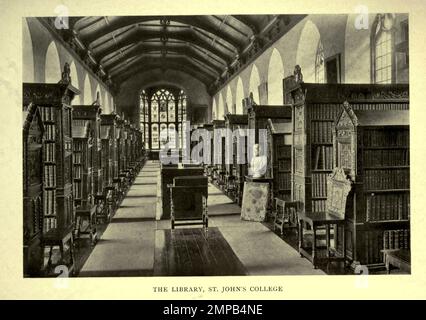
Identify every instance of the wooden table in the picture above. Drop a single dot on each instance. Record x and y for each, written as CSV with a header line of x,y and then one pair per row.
x,y
399,258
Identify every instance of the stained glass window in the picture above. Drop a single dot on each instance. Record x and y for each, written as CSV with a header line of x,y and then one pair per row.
x,y
143,118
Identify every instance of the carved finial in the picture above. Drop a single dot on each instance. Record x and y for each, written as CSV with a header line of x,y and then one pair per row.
x,y
298,76
66,74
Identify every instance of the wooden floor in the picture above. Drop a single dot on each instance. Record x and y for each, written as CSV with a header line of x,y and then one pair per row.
x,y
194,252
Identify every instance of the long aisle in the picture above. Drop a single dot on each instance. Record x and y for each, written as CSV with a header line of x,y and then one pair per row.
x,y
126,248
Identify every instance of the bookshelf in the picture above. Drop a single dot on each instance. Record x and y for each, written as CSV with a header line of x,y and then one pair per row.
x,y
208,164
315,108
279,158
33,131
258,116
218,160
373,148
83,163
109,136
236,171
90,115
54,104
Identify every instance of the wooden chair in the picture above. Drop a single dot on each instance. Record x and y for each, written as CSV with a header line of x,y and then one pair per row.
x,y
338,188
188,200
285,214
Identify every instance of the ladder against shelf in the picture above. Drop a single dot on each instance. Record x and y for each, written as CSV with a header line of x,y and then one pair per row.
x,y
379,217
236,169
88,117
258,117
83,163
279,158
109,135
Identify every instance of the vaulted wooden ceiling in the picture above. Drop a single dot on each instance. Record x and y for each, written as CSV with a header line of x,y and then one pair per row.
x,y
210,48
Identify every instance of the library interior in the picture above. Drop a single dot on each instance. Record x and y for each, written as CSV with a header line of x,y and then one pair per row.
x,y
216,145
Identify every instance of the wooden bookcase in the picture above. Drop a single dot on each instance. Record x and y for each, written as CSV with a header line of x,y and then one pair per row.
x,y
109,143
236,171
219,163
315,110
33,131
83,163
54,103
258,116
109,152
279,158
373,149
90,114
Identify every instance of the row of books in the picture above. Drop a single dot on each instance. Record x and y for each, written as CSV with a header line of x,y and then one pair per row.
x,y
319,184
396,239
283,151
394,206
377,240
386,157
387,179
49,132
322,131
78,146
325,111
284,165
49,223
380,106
49,176
373,242
322,158
318,205
49,152
386,138
49,202
47,113
78,190
76,157
284,181
77,172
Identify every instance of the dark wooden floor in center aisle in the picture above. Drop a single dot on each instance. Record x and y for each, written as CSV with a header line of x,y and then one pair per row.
x,y
194,252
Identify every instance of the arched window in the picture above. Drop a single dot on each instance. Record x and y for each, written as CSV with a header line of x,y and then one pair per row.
x,y
160,115
144,120
319,64
182,101
383,49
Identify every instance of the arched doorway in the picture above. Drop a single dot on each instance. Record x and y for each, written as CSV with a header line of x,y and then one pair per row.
x,y
275,79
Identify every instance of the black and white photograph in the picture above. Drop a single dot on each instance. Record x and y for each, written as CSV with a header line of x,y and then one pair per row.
x,y
216,145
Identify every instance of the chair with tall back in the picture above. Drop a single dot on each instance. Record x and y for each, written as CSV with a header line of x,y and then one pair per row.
x,y
188,200
285,214
338,188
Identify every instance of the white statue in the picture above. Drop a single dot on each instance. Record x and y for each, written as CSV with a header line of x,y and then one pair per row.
x,y
258,163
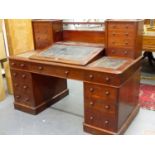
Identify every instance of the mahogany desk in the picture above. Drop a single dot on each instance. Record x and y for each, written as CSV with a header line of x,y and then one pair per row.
x,y
110,95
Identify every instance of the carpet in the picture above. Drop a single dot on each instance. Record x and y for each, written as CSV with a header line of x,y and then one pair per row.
x,y
147,96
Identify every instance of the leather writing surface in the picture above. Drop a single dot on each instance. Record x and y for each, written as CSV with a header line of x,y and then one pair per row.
x,y
69,54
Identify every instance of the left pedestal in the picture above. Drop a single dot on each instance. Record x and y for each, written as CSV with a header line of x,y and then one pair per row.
x,y
33,92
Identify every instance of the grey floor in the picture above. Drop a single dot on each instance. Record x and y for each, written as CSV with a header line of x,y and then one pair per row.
x,y
65,117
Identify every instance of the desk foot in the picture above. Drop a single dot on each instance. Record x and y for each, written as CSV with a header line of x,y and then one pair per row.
x,y
37,109
99,131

Task to complete: From the line holding "Identify every instance of the left" down to the final line above, quote every line exactly and only those lines.

Task response:
Identify every instance of the left pedestal in the picture above. Drop a single dot on each instance. Record x and y for each, written as CSV with a header line of x,y and then one pair per row.
x,y
33,92
Identify every instance of the grey floor in the picture above. Drop a single dot on each instance. Record x and y for each, written as CSV with a header line of x,y and then one pair per row.
x,y
65,117
Identify every instance of the desk foot in the picture above. Drop a single dot on each instance. Record x and y for each, written as CSV with a header line of x,y and then one pair per row.
x,y
37,109
99,131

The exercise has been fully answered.